* start EXCERPTED TEXT *

If speculation about budget cuts to research infrastructure block grants is on the money nobody has told Industry and Science Minister Ian Macfarlane. The minister was at Monash U yesterday, inspecting three whiz-bang research centres conducting the sort of applied investigation with obvious applications (no blue sky over Clayton) the government loves to fund; the Immersive Visualisation Platform, the Centre for Additive Manufacturing, and the Health Translation Precinct. “Science is at the heart of industry policy, and we are investing in science and industry infrastructure to ensure that science and research are driving growth in productivity and competitiveness,” he said. These are not the words of a minister who expects to see the budget cut funds for STEM facilities.

Innovating innovators

It’s barely three years since the UWS business school was sacking staff (and just a week since dean Clive Smallman stood down), but the school is hiring again, recruiting mid to senior accounting academics to help with “transforming its innovative business education programs.” Um, if everything is innovative why change?

* end EXCERPTED TEXT *
* start MATERIAL SHOWN *

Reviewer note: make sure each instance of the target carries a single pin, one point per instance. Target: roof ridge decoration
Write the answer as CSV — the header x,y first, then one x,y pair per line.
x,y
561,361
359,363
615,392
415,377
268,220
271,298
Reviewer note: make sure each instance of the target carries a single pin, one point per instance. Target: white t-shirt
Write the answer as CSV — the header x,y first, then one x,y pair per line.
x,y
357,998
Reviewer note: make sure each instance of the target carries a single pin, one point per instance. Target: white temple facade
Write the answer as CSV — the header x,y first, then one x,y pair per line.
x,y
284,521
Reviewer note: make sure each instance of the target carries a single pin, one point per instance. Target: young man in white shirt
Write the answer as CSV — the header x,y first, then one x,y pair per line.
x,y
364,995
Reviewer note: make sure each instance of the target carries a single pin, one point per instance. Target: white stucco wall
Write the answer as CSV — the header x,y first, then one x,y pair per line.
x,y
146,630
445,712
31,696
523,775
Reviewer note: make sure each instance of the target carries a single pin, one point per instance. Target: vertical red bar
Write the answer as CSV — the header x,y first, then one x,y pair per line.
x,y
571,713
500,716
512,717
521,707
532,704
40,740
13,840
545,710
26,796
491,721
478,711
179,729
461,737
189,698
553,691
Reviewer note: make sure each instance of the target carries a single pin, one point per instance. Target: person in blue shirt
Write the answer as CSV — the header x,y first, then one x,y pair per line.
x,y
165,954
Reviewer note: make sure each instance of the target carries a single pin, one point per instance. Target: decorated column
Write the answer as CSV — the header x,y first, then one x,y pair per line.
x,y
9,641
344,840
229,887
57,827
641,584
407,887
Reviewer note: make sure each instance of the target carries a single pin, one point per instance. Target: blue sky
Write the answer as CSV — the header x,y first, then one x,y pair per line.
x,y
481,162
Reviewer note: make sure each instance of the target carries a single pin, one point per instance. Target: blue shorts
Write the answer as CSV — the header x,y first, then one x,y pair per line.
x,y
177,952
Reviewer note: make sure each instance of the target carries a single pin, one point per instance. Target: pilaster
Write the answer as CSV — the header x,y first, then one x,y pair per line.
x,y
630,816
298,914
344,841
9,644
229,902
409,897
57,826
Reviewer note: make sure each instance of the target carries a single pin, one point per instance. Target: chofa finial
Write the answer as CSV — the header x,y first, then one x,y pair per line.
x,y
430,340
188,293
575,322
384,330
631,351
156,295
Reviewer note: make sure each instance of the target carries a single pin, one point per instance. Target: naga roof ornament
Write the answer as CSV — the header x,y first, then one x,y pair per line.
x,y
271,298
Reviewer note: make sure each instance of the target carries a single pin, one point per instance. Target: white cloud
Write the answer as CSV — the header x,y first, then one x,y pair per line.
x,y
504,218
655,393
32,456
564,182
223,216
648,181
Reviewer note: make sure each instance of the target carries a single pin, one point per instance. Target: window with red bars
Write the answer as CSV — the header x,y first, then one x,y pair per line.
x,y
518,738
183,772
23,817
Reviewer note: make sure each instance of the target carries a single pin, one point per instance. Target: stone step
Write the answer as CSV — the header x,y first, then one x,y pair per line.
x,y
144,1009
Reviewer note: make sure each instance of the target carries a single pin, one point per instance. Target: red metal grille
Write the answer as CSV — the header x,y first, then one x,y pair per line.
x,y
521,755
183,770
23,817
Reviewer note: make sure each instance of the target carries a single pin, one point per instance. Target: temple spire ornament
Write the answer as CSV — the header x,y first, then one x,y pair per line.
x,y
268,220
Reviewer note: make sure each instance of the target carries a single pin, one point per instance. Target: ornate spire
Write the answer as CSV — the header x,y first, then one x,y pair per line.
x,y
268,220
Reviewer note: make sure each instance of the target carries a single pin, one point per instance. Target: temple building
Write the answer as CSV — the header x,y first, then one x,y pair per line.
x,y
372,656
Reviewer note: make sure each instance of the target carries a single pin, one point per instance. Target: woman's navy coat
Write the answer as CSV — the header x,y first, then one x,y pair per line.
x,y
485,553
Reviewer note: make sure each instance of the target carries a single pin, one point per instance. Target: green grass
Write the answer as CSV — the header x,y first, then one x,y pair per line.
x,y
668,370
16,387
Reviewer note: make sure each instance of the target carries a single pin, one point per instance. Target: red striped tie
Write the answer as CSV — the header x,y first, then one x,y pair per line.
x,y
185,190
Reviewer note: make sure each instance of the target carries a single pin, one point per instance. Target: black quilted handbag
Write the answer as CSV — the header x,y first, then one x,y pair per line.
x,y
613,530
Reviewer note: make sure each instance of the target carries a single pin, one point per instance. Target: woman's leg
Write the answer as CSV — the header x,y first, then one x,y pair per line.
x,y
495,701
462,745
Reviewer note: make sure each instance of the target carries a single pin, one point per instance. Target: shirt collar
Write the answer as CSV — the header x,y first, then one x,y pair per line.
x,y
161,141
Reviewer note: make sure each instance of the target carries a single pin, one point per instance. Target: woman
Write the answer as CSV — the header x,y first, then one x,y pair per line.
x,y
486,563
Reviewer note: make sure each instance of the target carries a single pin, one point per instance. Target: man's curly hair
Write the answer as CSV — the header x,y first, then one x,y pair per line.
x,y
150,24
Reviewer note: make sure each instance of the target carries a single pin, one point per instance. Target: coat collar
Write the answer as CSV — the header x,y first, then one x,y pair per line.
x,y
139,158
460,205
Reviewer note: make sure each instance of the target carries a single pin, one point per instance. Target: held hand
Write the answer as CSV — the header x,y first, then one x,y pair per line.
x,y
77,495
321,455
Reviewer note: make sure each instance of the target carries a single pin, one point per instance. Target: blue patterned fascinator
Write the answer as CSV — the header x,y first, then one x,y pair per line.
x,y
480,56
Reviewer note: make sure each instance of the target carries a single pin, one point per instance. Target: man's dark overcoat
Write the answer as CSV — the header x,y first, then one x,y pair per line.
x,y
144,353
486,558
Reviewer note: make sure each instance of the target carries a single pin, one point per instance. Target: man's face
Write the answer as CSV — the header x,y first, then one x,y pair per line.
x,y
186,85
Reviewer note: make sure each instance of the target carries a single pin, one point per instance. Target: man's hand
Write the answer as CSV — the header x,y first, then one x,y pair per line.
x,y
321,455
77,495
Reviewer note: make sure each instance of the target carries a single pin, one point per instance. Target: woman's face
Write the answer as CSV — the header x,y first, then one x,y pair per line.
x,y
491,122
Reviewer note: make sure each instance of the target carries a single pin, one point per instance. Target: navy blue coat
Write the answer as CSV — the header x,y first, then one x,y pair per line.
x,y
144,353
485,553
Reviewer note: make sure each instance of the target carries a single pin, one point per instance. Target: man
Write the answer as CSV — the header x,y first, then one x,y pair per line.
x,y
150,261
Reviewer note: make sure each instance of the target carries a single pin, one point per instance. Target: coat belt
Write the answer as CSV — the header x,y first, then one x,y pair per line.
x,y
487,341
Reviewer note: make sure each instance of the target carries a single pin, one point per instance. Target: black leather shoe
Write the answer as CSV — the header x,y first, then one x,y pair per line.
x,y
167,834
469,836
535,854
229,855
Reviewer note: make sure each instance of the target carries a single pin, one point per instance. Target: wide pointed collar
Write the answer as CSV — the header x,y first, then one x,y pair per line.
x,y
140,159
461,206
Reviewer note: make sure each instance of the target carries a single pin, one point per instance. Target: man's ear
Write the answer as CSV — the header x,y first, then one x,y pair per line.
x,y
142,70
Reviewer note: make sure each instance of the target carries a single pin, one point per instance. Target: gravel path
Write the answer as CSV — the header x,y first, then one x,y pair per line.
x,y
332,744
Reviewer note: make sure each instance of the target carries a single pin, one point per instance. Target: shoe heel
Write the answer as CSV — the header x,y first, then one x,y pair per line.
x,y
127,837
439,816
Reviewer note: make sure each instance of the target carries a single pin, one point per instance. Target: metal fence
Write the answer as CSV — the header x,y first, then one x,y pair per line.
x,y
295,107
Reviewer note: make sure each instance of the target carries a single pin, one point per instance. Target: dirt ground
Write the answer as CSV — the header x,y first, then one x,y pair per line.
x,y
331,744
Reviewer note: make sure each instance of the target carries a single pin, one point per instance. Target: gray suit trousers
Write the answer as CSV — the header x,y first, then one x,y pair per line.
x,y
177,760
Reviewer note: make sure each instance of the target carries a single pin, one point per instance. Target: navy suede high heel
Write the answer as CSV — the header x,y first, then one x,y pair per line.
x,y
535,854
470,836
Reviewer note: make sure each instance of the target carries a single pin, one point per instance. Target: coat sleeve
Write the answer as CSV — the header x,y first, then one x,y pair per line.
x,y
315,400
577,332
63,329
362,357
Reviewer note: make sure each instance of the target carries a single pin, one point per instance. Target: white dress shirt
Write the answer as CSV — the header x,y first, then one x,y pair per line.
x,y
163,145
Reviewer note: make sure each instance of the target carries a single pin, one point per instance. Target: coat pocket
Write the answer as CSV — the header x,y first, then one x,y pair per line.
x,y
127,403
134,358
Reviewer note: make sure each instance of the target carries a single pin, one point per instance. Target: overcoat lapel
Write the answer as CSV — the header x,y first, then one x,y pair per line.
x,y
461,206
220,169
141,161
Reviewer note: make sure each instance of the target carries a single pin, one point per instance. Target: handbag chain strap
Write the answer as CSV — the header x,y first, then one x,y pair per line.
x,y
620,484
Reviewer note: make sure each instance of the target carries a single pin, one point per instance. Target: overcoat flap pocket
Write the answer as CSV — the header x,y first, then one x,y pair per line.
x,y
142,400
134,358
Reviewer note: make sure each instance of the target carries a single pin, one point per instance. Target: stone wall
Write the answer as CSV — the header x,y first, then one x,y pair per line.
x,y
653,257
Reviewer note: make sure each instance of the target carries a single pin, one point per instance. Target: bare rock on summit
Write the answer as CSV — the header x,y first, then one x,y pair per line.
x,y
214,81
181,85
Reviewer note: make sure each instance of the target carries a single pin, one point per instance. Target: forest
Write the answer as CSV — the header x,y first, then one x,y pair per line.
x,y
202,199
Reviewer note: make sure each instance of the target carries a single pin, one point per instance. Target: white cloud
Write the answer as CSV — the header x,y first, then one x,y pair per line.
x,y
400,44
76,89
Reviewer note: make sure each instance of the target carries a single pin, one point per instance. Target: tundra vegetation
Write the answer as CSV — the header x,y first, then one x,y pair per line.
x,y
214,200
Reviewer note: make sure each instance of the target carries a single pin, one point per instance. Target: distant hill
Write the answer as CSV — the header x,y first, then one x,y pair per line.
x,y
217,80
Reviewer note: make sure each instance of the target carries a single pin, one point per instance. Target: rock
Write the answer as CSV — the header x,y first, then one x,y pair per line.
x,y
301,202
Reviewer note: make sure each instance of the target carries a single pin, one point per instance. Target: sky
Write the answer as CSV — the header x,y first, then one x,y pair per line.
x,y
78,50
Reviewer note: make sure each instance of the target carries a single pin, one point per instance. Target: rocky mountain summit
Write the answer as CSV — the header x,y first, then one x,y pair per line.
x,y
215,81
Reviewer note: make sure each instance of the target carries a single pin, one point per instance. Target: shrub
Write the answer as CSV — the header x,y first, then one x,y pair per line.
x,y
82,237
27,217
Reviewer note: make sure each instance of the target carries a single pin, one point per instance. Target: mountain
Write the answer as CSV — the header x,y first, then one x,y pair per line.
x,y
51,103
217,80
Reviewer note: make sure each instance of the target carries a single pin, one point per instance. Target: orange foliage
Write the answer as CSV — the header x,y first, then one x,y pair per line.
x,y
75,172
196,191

* end MATERIAL SHOWN *

> _PROBLEM SET_
**a.** Quote the higher-education news excerpt from "If speculation about" up to and including "for STEM facilities.".
**b.** According to the higher-education news excerpt, which three research centres did the minister inspect at Monash?
The listing has no connection to the higher-education news excerpt.

> _THE RESPONSES_
**a.**
If speculation about budget cuts to research infrastructure block grants is on the money nobody has told Industry and Science Minister Ian Macfarlane. The minister was at Monash U yesterday, inspecting three whiz-bang research centres conducting the sort of applied investigation with obvious applications (no blue sky over Clayton) the government loves to fund; the Immersive Visualisation Platform, the Centre for Additive Manufacturing, and the Health Translation Precinct. “Science is at the heart of industry policy, and we are investing in science and industry infrastructure to ensure that science and research are driving growth in productivity and competitiveness,” he said. These are not the words of a minister who expects to see the budget cut funds for STEM facilities.

**b.** The Immersive Visualisation Platform, the Centre for Additive Manufacturing, and the Health Translation Precinct.